(Saved data entries)
-------

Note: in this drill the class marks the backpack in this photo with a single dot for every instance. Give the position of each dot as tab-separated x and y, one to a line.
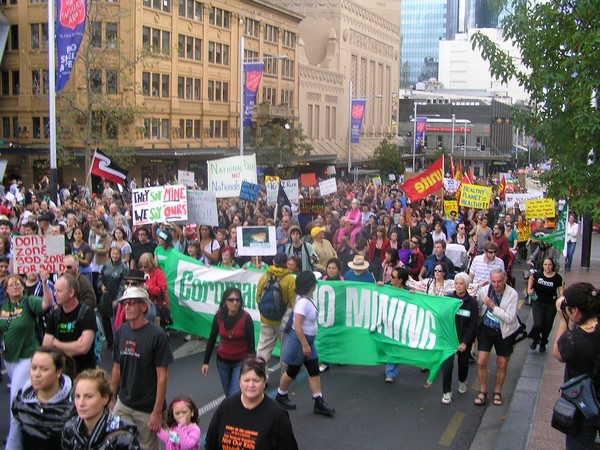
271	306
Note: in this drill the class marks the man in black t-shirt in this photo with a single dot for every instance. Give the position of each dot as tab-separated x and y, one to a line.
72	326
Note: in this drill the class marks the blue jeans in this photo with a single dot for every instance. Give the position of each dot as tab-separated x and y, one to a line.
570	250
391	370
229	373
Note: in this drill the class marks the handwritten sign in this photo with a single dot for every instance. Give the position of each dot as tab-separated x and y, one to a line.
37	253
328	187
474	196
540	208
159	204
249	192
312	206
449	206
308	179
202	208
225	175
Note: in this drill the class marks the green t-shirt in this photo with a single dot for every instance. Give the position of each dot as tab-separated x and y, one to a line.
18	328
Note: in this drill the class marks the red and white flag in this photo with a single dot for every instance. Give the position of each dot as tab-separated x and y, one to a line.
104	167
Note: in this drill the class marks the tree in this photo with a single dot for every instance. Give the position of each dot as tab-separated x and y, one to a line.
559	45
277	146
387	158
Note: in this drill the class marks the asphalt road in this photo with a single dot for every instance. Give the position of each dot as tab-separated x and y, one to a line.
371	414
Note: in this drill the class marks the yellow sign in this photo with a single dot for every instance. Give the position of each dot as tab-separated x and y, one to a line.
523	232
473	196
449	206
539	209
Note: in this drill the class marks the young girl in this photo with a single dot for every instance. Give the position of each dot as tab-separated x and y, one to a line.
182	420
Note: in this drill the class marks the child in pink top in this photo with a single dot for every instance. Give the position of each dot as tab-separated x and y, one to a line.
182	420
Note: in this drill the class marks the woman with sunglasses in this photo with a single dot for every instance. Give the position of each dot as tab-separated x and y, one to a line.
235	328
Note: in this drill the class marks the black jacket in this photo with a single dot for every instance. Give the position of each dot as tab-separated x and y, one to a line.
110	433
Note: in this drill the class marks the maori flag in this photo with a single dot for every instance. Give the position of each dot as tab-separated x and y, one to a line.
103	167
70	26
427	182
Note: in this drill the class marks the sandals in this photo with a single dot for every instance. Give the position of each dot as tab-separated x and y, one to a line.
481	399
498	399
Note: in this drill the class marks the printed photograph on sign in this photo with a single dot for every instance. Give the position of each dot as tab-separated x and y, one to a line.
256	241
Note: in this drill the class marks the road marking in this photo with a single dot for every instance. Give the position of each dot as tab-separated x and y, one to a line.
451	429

-------

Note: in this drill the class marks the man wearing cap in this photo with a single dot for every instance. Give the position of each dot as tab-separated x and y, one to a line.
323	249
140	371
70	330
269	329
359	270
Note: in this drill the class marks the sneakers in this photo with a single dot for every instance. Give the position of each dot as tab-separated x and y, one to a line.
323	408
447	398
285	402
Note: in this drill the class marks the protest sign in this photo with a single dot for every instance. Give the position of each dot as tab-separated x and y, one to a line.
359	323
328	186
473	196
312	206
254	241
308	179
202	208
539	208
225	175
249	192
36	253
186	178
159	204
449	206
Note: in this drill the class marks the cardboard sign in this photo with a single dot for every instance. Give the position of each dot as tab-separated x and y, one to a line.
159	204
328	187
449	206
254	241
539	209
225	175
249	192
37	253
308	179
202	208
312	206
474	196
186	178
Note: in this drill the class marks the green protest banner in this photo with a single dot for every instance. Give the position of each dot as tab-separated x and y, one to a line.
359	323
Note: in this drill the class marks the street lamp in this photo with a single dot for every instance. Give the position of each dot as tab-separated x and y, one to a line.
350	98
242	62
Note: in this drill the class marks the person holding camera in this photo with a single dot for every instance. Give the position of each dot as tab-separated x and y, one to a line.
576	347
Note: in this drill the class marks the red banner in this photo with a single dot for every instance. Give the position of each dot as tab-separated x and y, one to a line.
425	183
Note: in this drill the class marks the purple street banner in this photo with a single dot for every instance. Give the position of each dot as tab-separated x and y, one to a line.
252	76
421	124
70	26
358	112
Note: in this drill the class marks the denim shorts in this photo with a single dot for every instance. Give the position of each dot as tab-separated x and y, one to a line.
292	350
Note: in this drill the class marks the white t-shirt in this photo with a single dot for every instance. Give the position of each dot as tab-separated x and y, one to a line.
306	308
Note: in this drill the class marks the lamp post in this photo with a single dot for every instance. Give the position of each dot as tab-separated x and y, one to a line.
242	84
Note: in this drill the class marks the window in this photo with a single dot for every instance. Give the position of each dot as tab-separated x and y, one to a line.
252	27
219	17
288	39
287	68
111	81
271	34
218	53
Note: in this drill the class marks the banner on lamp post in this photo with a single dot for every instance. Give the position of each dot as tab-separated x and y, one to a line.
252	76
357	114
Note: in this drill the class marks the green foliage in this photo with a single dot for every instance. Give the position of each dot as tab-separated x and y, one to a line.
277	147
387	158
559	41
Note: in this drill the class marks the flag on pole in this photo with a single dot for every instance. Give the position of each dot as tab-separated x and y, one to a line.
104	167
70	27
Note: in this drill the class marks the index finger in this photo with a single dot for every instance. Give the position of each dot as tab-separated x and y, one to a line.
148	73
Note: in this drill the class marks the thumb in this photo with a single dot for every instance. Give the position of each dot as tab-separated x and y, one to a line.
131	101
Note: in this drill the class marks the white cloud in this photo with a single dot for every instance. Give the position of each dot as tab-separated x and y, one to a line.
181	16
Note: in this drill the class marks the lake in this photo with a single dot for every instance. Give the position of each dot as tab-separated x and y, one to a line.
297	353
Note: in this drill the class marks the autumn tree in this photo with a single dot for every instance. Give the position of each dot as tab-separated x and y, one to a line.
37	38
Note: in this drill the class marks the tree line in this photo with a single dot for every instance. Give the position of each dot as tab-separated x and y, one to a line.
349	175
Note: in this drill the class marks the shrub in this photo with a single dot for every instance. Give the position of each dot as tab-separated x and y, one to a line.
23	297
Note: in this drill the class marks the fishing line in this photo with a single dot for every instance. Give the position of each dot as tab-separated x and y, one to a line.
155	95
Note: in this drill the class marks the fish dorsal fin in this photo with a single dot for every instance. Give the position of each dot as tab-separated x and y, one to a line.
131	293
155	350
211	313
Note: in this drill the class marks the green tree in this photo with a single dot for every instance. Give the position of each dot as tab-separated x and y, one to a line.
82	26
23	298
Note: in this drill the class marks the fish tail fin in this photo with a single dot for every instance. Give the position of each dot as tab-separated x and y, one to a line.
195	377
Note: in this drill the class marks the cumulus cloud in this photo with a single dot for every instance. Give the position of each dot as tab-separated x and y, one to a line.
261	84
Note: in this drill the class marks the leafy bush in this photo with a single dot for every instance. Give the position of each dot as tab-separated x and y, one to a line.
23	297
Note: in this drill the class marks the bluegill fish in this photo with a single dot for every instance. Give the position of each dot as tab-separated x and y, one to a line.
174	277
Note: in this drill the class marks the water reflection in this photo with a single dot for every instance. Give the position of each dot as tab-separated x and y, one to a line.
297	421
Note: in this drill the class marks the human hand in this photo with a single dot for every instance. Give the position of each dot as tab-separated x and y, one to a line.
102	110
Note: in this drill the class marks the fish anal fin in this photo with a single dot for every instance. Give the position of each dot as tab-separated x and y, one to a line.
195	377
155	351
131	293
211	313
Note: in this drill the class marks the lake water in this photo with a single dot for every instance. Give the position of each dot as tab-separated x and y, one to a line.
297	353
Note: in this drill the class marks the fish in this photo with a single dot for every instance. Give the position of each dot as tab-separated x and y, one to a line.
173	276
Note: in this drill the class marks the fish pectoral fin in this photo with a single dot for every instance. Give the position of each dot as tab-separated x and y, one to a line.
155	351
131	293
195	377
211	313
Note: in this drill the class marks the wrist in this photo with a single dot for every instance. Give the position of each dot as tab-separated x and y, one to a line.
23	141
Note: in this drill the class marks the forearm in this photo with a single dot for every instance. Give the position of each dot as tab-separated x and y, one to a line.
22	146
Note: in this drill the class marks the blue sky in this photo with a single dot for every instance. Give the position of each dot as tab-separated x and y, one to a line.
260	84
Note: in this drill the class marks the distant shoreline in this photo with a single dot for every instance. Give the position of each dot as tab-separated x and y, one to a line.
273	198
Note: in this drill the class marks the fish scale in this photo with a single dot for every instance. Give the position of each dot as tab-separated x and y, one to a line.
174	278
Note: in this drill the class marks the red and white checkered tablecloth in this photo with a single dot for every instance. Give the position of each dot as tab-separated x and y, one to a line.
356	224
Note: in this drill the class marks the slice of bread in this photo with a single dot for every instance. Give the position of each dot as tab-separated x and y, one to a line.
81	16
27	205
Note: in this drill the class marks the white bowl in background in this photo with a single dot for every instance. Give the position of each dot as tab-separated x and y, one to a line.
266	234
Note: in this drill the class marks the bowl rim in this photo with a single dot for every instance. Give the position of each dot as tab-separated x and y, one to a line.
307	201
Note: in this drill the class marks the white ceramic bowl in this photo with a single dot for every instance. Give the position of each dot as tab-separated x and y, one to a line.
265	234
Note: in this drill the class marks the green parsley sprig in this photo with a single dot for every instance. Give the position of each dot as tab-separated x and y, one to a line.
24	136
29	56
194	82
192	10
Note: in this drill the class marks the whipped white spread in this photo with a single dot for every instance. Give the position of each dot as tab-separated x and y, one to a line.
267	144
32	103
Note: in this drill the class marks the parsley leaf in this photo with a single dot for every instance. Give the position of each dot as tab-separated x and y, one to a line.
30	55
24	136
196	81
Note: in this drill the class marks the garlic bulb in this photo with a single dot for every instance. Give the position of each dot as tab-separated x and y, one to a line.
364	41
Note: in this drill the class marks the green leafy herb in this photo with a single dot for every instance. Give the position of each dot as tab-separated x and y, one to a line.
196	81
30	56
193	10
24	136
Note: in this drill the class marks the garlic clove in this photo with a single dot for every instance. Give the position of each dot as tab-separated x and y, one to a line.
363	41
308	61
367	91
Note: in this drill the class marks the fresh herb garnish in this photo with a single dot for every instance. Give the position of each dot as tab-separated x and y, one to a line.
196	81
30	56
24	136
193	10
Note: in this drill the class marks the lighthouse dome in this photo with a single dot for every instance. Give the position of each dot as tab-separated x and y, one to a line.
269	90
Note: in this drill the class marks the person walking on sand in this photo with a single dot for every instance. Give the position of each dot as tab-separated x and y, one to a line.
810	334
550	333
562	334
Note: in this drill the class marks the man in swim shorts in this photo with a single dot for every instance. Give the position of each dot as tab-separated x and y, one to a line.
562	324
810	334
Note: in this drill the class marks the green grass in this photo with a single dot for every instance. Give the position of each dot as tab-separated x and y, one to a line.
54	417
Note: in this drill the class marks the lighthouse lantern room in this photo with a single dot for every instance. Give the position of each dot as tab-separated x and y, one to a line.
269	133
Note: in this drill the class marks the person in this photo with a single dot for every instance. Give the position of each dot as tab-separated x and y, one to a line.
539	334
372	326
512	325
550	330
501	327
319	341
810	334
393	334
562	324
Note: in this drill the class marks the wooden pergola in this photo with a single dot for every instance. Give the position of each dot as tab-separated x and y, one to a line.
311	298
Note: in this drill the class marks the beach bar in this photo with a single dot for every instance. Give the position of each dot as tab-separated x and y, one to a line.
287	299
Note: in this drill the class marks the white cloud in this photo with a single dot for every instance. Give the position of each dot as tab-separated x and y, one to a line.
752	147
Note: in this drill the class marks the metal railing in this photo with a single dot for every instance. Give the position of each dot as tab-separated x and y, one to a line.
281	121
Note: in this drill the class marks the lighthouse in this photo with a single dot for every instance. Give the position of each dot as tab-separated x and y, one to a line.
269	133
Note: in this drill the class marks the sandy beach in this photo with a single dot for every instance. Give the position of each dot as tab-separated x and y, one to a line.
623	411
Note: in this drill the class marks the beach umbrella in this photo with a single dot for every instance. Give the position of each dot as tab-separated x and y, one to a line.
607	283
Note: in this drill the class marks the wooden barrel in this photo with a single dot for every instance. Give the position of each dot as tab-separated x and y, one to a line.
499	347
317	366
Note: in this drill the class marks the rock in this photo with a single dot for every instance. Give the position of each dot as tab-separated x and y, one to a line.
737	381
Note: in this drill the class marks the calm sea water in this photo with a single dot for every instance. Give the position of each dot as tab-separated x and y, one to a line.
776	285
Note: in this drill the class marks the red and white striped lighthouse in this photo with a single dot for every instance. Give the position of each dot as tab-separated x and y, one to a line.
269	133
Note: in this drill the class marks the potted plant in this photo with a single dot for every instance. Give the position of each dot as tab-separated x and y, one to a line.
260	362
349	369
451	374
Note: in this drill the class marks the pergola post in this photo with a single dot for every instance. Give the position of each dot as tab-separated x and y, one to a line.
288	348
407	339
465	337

-------

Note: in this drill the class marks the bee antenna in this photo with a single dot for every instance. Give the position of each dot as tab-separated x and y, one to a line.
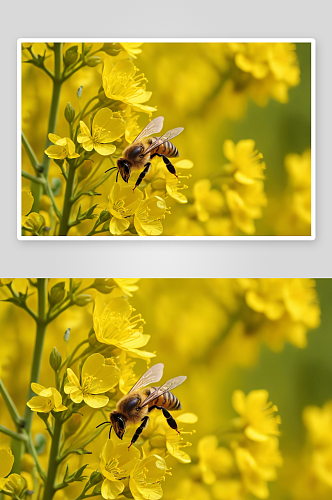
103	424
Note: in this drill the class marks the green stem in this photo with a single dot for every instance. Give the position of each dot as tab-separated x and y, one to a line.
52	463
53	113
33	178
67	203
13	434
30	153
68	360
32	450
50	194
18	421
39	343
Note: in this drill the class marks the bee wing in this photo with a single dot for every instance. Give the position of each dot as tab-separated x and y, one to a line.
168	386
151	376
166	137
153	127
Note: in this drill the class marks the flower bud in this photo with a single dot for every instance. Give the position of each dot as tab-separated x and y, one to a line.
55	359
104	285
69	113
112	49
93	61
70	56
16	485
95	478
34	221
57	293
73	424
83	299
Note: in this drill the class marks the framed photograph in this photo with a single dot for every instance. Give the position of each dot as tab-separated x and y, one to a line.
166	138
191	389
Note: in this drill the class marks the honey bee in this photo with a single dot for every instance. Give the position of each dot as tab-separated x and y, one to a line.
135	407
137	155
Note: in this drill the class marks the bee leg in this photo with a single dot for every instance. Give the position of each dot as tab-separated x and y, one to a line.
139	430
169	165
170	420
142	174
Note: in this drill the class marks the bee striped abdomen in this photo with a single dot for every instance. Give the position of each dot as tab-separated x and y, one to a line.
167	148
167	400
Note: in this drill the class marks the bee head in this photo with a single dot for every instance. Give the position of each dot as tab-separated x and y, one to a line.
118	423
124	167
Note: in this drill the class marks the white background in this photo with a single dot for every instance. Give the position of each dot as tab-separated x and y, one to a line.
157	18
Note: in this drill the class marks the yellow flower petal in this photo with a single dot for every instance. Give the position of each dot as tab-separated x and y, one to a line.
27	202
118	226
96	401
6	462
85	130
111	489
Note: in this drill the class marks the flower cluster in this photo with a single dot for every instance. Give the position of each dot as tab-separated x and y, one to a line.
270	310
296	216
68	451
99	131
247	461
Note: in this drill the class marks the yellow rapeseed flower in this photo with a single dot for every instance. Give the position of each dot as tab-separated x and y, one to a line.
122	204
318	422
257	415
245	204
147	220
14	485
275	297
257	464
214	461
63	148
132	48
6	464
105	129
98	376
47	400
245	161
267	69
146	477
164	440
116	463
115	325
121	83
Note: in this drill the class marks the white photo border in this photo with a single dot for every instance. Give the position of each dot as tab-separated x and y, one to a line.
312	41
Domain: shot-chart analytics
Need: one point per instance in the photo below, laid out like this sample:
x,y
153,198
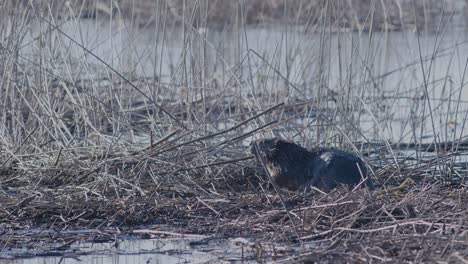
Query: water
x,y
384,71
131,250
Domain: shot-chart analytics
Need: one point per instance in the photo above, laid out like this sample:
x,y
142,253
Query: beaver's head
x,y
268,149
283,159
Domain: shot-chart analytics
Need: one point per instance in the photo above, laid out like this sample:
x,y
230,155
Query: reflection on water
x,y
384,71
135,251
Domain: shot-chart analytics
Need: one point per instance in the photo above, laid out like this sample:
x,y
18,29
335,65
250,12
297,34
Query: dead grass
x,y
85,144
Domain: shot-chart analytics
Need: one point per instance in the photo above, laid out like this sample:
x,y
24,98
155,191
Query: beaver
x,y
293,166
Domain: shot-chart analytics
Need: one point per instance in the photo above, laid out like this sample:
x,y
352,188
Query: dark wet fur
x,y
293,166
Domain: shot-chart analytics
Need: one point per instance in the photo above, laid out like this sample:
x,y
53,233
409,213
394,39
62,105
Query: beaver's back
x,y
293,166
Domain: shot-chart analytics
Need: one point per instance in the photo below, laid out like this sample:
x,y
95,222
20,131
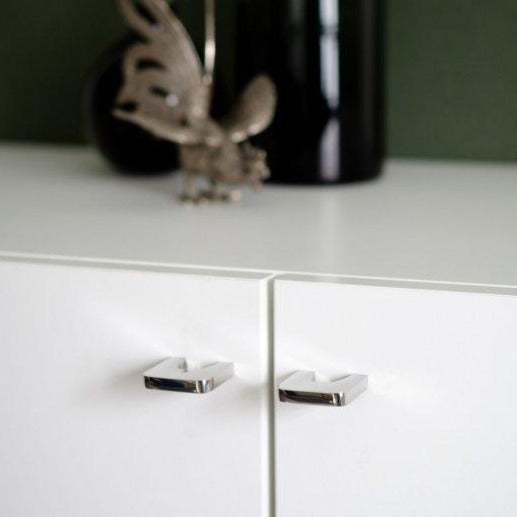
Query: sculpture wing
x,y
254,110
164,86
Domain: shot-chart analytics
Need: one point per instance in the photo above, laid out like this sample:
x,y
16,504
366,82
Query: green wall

-------

Every line above between the one containing "Query: dark wet fur" and the one containing "Query: green wall", those two included, is to be printed exactly. No pictures go into the copy.

● **The answer**
Query: dark wet fur
x,y
293,166
Domain: shot-chart analytics
Need: one point per instance in the photo above, laid out like this sample:
x,y
53,233
409,213
394,39
62,105
Query: beaver's back
x,y
293,166
Domain: shot-chart analytics
Need: one point per instance in the photo below, laid out like this sample:
x,y
95,222
20,131
Query: sculpture wing
x,y
254,110
164,86
Domain: shot-chart analytics
Need: one point per instance in the photo above, laid out like this sample:
x,y
16,504
366,82
Query: green wall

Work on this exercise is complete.